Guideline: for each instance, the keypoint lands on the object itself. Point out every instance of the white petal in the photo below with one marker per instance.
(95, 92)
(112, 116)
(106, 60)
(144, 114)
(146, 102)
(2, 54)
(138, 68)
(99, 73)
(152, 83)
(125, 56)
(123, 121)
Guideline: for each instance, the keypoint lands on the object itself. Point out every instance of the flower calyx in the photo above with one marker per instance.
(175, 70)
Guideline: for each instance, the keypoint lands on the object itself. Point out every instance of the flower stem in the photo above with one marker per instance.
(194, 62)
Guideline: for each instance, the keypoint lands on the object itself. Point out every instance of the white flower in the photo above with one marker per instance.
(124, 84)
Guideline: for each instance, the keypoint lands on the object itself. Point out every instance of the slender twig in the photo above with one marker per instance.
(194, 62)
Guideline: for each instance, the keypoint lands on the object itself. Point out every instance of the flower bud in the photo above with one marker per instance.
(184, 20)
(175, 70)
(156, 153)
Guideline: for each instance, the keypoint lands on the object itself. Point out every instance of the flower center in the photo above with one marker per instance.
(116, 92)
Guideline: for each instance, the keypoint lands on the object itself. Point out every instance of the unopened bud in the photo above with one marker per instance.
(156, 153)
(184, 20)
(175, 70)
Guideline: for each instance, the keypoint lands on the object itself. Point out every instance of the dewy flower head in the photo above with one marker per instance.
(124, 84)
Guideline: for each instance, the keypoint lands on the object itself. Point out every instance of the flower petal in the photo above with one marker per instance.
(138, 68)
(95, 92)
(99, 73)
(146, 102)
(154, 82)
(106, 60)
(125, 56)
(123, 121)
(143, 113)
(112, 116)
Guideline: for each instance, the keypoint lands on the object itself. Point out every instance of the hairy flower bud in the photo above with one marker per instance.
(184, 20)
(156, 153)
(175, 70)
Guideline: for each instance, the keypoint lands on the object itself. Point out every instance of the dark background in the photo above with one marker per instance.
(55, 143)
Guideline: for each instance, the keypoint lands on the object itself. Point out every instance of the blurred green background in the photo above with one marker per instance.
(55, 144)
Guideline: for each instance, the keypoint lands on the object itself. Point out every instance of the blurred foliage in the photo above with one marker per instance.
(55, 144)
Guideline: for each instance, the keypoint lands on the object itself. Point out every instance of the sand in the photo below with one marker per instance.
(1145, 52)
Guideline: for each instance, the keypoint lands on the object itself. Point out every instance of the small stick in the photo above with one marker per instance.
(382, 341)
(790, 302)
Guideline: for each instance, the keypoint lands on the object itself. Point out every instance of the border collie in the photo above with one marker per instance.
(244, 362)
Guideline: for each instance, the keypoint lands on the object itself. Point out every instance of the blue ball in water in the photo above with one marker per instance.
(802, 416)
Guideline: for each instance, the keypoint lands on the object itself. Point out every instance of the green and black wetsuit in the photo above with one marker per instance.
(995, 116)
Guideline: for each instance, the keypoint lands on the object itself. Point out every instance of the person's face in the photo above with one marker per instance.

PROBLEM TO WORK ON =>
Word for word, extract all the records.

RIGHT ANSWER =>
Guideline: for each instance, the keypoint lands on the object itself. Point out every instance of the white petal in the photo below with one marker per instance.
(95, 92)
(112, 116)
(106, 60)
(144, 114)
(146, 102)
(2, 54)
(138, 68)
(99, 73)
(152, 83)
(125, 56)
(123, 121)
Guideline: for each instance, the keypoint lands on the object itself. Point out every instance of the flower calyx in the photo above with one marker per instance.
(175, 70)
Guideline: for each instance, the keypoint lands on the object itself. Point out every instance of the flower stem in the photo above with one marker per instance.
(194, 62)
Guideline: for each instance, the keypoint lands on the object itself. Point out every instance of the white flower in the photo above with one marker per instance.
(124, 84)
Guideline: for each instance, the keypoint lands on the object itself. Point out every instance of the slender twig in the photo above with one marker per instance.
(194, 62)
Guideline: for each instance, the keypoint lands on the object itself. Point out every instance of the flower bud in the photo above with one marker per instance.
(184, 20)
(175, 70)
(156, 153)
Guideline: for each instance, the keypoint lands on the object itself. Point out every instance of the flower center in the photo above with one marker per instance.
(116, 92)
Guideline: for each instance, the keypoint lands on the object itself. Point out every instance of the unopened bud in the photo above with one marker per instance.
(156, 153)
(184, 20)
(175, 70)
Guideline: for each instance, the keypoint lands on the object itself. Point out every instance of the dewy flower head in the photo above with one marker per instance.
(124, 84)
Guideline: for each instance, the keypoint lands on the object itself. Point out every instance of the flower petal in the photo above with one marker per instance.
(138, 68)
(95, 92)
(99, 73)
(146, 102)
(154, 82)
(106, 60)
(125, 56)
(123, 121)
(143, 113)
(112, 116)
Guideline: for each instance, the keypoint lands on the object itself. Point out every instance of the hairy flower bud in the photo above with one marker per instance.
(184, 20)
(156, 153)
(175, 70)
Guideline: for each instance, the keypoint lands on the object itself. Point out every instance of the dark background in the photo above with one marker per instance.
(55, 143)
Guideline: for each instance, the keypoint lands on the object itself. Point out every instance of the blurred green background in the photo above with one marker per instance.
(55, 144)
Guideline: for each instance, the keypoint lands on the object itself. Point out every instance of the blurred foliage in the photo above with one marker per instance.
(55, 144)
Guideline: for each instance, the keypoint lands on the object itself. Point out every instance of the sand in the photo below with one marker per instance.
(1145, 52)
Guideline: for each instance, the keypoint lands on the object itself. Point out every instance of the small stick in the photo above with one marker per instance.
(382, 341)
(790, 302)
Guideline: for each instance, the keypoint lands on the object itself. Point out every instance of the border collie in the photo above with one marker per instance.
(244, 362)
Guideline: for each instance, the keypoint lands on the object itself. Point out every instance of the blue ball in water in the photo above with one marker per instance.
(802, 416)
Guideline: for each instance, the keypoint lands on the object itself. Point out every instance of the green and black wetsuit in the photo above with one marker per instance.
(995, 116)
Guideline: for each instance, the keypoint lands on the object itself. Point out every instance of the person's face in the photo above with one marker per instance.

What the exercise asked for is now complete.